* Short problem:
Reproduce the part of the forum thread from "I'm coming to" to "to find it.", word for word.

* Selection:
** Start **
You have some very good advice here. The only thing I can add is something that Tiny Moore told me. I asked how he comped  vs. played melody and he said that very basically, for comping he used the lower 3 or 4 strings and for melody mostly played on the upper 3 or 4 strings. I do not believe that he ever used all 5 strings for any chording.

----------


## mandroid

Years ago I found a cross hatch rubber stamp, 5 lines one way, 5 lines crossing it.

 that can work to Stamp on a piece of Score (or blank) Paper ,
 To Write your arraignments and learning exercises on.

----------


## Ted Eschliman

Free 5-string chord template PDF

----------


## rico mando

It will be a disappointing day when people see me on stage and know what I am playing

----------


## Verne Andru

> You have some very good advice here. The only thing I can add is something that Tiny Moore told me. I asked how he comped  vs. played melody and he said that very basically, for comping he used the lower 3 or 4 strings and for melody mostly played on the upper 3 or 4 strings. I do not believe that he ever used all 5 strings for any chording.


Thanks. He's basically comping triads?

Some chords work nicely with all 5 strings, most others not. Tricky fingering. I've even tried different tunings but nothing has jelled quite yet.

----------


## Elliot Luber

This is probably why no one has published one yet.

----------


## Verne Andru

^^ I'm hearing that LOL!

I'm coming to the position that this is an instrument that hasn't hit it's stride yet. Add a 5th string to a bass and you get extended range bass. Add a 7th to a guitar and you get an extended range guitar. Add a 5th to a mandolin and you get quite a different animal. It's kinda mandolin but not. While comping on the low strings [which puts you in the range of a guitar] and soloing on the high can work, my gut tells me there is much more that can be got from these little gems. Just struggling to find it.

I sincerely appreciate all the input and do keep it coming. Maybe by thinking out loud something will pop up.

----------


## mandroid

I heard about a Kid Born with  5 fingers and a thumb on each hand.   :Whistling:

----------


## groveland

> I sincerely appreciate all the input and do keep it coming.


I dunno - Maybe something at jazzcittern.com will be of assistance.

----------
** End **
* Data excerpt:
** Start **
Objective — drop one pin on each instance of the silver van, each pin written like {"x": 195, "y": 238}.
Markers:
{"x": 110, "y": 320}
** End **
* Answer in full:
I'm coming to the position that this is an instrument that hasn't hit it's stride yet. Add a 5th string to a bass and you get extended range bass. Add a 7th to a guitar and you get an extended range guitar. Add a 5th to a mandolin and you get quite a different animal. It's kinda mandolin but not. While comping on the low strings [which puts you in the range of a guitar] and soloing on the high can work, my gut tells me there is much more that can be got from these little gems. Just struggling to find it.